Lines holding the string "blonde" are the ones to copy; find them all in the data.

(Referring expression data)
——

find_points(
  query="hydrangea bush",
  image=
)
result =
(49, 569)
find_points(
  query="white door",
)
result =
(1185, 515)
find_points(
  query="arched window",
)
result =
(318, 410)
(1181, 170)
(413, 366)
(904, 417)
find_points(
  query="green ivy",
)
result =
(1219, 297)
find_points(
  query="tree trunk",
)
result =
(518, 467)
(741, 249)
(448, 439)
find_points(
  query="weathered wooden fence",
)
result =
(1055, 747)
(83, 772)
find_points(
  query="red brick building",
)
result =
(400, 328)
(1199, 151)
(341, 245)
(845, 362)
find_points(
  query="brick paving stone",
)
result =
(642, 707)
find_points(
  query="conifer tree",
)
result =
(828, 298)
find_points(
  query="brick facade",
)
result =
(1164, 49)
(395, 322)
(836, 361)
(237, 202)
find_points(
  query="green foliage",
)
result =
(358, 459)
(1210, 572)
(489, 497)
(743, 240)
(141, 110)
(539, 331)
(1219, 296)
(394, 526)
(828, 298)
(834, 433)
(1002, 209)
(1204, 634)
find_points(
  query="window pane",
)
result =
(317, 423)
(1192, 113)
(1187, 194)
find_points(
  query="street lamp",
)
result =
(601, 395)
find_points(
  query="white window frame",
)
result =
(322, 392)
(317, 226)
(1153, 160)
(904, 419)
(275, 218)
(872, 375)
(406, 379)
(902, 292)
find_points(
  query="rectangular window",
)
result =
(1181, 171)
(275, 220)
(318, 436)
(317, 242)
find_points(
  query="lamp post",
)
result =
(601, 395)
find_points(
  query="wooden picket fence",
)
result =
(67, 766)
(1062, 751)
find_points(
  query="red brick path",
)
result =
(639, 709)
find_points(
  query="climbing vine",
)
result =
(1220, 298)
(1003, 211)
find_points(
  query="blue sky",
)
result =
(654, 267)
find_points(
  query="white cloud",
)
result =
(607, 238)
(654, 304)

——

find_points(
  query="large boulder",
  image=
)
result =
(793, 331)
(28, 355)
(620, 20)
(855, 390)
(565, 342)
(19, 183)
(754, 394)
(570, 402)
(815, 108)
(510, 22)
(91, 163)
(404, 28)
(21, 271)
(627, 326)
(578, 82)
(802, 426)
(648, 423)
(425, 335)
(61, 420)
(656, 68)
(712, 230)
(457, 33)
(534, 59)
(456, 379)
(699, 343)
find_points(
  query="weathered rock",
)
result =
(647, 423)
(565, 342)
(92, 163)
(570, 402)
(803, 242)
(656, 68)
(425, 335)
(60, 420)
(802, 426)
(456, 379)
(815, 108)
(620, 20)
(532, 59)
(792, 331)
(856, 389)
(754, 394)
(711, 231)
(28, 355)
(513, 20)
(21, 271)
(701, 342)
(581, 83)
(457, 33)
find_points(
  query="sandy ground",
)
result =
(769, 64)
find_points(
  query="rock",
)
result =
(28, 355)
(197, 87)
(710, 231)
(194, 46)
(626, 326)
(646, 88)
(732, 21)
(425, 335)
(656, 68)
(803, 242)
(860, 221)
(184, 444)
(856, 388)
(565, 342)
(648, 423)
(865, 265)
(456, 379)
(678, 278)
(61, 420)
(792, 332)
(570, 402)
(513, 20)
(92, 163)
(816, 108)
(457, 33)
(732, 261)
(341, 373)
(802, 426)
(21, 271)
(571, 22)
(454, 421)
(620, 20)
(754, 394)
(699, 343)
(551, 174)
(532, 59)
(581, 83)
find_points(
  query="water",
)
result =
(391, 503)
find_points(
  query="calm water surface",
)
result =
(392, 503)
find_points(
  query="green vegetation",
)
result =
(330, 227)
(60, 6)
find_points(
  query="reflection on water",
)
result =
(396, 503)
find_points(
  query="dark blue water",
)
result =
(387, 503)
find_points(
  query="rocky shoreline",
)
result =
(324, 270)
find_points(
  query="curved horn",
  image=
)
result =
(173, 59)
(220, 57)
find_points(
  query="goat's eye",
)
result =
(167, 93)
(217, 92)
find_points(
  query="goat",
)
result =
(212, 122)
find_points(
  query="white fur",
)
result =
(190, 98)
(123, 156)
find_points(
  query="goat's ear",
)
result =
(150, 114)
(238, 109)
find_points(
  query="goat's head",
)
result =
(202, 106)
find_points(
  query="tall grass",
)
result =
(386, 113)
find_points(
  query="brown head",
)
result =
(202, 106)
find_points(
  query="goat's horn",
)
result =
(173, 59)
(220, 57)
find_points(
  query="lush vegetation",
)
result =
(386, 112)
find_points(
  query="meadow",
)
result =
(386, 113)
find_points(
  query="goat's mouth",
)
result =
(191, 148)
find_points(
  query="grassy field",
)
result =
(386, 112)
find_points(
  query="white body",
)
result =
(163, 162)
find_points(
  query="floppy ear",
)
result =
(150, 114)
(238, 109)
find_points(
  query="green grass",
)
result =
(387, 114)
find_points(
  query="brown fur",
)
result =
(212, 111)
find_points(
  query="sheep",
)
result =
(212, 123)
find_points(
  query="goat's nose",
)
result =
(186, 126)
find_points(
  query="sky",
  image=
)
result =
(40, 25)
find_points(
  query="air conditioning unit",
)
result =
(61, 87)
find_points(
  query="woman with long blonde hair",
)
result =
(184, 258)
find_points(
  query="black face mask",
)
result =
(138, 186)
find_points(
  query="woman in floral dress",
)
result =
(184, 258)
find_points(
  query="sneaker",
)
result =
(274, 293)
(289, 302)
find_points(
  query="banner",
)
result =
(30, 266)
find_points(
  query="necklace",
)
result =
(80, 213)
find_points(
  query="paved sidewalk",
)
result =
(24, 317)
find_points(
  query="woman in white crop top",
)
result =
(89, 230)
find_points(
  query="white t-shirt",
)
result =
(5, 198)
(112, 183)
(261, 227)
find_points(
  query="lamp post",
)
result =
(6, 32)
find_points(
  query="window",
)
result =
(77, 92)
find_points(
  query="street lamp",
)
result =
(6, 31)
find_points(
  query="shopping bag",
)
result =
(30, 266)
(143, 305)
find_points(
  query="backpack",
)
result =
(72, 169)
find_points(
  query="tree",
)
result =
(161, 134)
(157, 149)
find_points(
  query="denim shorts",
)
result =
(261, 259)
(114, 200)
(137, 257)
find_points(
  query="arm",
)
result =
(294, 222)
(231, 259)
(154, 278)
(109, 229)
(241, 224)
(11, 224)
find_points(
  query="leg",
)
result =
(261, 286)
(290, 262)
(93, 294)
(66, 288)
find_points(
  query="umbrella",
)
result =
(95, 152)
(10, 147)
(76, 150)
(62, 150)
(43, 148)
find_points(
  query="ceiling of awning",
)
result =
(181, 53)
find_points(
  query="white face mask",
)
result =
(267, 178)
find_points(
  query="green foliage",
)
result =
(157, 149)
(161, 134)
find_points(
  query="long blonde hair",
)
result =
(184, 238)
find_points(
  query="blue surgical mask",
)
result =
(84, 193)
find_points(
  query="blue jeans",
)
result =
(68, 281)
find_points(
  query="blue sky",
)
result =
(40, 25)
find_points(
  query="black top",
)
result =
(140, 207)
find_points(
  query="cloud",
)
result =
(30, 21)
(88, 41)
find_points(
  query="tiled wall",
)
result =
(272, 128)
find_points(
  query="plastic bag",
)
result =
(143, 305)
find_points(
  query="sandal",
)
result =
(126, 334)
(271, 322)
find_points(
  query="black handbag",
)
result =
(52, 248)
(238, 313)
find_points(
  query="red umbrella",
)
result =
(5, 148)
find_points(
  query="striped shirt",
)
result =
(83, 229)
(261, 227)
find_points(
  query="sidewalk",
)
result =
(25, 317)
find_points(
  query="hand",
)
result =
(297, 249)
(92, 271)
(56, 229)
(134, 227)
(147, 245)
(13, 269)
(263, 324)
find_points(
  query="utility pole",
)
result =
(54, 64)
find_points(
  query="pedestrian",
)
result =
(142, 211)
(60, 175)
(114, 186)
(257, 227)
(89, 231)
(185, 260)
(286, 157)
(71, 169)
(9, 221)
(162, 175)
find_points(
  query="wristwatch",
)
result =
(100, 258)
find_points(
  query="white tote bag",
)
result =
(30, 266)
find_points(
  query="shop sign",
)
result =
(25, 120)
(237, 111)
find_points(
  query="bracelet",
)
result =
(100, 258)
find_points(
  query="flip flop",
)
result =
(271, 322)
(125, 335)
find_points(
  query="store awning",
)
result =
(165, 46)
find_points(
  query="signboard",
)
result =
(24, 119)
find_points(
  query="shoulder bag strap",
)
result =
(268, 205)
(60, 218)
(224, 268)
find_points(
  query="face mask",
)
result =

——

**Exercise response:**
  query="woman with long blonde hair",
  query="long blonde hair",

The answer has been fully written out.